[Data provided]
◇ ◇ ◇ ◇ ◇ ◇ ◇

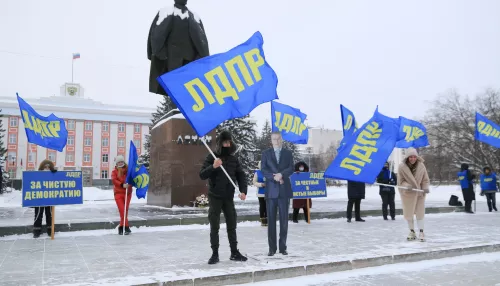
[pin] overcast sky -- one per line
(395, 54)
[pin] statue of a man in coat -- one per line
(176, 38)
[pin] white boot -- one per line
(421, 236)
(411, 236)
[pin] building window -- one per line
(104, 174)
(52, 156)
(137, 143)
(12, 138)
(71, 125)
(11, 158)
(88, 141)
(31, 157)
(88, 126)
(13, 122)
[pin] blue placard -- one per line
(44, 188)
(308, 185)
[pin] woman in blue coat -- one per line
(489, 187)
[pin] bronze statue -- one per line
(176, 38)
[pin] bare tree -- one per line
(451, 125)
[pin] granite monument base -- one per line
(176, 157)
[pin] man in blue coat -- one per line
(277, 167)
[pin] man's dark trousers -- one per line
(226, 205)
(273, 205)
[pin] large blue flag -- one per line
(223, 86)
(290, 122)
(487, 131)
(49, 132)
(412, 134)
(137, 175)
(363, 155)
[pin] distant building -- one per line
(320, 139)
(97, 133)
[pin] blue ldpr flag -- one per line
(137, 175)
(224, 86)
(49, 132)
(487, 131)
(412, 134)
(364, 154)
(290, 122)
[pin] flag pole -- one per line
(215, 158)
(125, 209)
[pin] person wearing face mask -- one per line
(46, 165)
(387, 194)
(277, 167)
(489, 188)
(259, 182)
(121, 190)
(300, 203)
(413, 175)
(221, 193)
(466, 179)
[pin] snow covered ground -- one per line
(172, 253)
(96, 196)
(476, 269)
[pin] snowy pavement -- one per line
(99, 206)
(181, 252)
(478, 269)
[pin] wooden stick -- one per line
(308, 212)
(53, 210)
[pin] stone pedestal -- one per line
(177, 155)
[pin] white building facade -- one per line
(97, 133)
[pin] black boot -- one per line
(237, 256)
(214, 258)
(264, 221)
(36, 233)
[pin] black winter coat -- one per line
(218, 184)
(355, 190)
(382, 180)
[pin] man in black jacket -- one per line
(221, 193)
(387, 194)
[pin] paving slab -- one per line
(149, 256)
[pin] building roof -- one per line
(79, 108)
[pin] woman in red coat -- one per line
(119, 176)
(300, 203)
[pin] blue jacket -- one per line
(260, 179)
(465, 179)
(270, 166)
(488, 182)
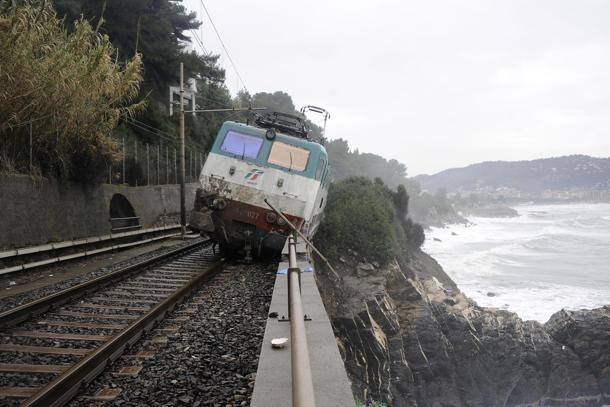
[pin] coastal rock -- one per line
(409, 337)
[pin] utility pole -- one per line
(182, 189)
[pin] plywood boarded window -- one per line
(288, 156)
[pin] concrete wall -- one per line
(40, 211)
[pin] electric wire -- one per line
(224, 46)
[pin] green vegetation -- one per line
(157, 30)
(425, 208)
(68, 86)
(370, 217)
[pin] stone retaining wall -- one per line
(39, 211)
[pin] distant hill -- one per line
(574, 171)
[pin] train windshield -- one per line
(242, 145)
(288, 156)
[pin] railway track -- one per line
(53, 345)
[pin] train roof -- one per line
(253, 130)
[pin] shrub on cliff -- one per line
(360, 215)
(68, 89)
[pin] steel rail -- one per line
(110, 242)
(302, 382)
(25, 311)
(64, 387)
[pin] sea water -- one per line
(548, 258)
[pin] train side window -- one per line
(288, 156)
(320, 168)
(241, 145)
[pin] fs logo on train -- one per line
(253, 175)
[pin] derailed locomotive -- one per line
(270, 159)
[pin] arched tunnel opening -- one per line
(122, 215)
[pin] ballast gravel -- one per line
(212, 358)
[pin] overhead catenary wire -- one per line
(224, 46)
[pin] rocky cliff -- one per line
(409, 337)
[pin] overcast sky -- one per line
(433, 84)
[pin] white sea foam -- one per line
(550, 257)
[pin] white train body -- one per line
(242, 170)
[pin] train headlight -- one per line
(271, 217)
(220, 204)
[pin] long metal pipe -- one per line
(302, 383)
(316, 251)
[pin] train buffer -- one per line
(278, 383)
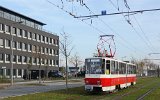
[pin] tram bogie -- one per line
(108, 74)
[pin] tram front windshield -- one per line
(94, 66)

◇ ◇ ◇ ◇ ◇ ◇ ◇

[Instructions to follow] Lay out the stretch from the line containing "[pin] paving slab -- one per line" through the end of the lines as a Markdown table with columns Row and Line, numbering each row and skipping blank lines. Leave the picture markers out of the table.

[Task answer]
| Row | Line |
|---|---|
| 1 | [pin] paving slab -- one per line |
| 2 | (149, 256) |
| 3 | [pin] building roof -- one per line |
| 4 | (79, 108) |
| 5 | [pin] woman in red coat -- one per line |
| 6 | (119, 176) |
| 7 | (300, 203) |
| 8 | [pin] blue jacket -- one per line |
| 9 | (260, 179) |
| 10 | (465, 179) |
| 11 | (270, 166) |
| 12 | (488, 182) |
| 13 | [pin] coastal rock -- one per line |
| 14 | (409, 337) |
| 15 | [pin] utility pole -- one per line |
| 16 | (182, 189) |
| 17 | [pin] plywood boarded window -- one per line |
| 18 | (288, 156) |
| 19 | [pin] concrete wall -- one per line |
| 20 | (40, 211) |
| 21 | [pin] electric wire -- one per line |
| 22 | (224, 46) |
| 23 | [pin] green vegetation -- one per line |
| 24 | (157, 30) |
| 25 | (425, 208) |
| 26 | (68, 86) |
| 27 | (370, 217) |
| 28 | [pin] stone retaining wall -- one per line |
| 29 | (39, 211) |
| 30 | [pin] distant hill -- one per line |
| 31 | (574, 171) |
| 32 | [pin] train windshield -- one per line |
| 33 | (242, 145) |
| 34 | (288, 156) |
| 35 | [pin] railway track -- one per line |
| 36 | (53, 345) |
| 37 | [pin] train roof -- one per line |
| 38 | (253, 130) |
| 39 | [pin] shrub on cliff -- one per line |
| 40 | (360, 215) |
| 41 | (68, 89) |
| 42 | [pin] steel rail -- one per line |
| 43 | (110, 242) |
| 44 | (302, 382) |
| 45 | (25, 311) |
| 46 | (64, 387) |
| 47 | [pin] sea water -- one per line |
| 48 | (548, 258) |
| 49 | [pin] train side window -- one per line |
| 50 | (288, 156) |
| 51 | (320, 168) |
| 52 | (241, 145) |
| 53 | [pin] fs logo on train -- one per line |
| 54 | (253, 175) |
| 55 | [pin] derailed locomotive -- one per line |
| 56 | (270, 159) |
| 57 | [pin] arched tunnel opening -- one per line |
| 58 | (122, 215) |
| 59 | [pin] ballast gravel -- one per line |
| 60 | (212, 358) |
| 61 | [pin] overhead catenary wire -- one per line |
| 62 | (224, 46) |
| 63 | [pin] rocky cliff -- one per line |
| 64 | (409, 337) |
| 65 | [pin] overcast sky -- one per line |
| 66 | (433, 84) |
| 67 | [pin] white sea foam -- one per line |
| 68 | (550, 257) |
| 69 | [pin] white train body -- one per line |
| 70 | (242, 170) |
| 71 | [pin] train headlight -- one per line |
| 72 | (271, 217) |
| 73 | (220, 204) |
| 74 | [pin] long metal pipe -- one per line |
| 75 | (302, 383) |
| 76 | (316, 251) |
| 77 | [pin] train buffer -- one per line |
| 78 | (278, 383) |
| 79 | [pin] tram bogie -- one per line |
| 80 | (108, 74) |
| 81 | [pin] tram front windshield -- one per line |
| 82 | (94, 66) |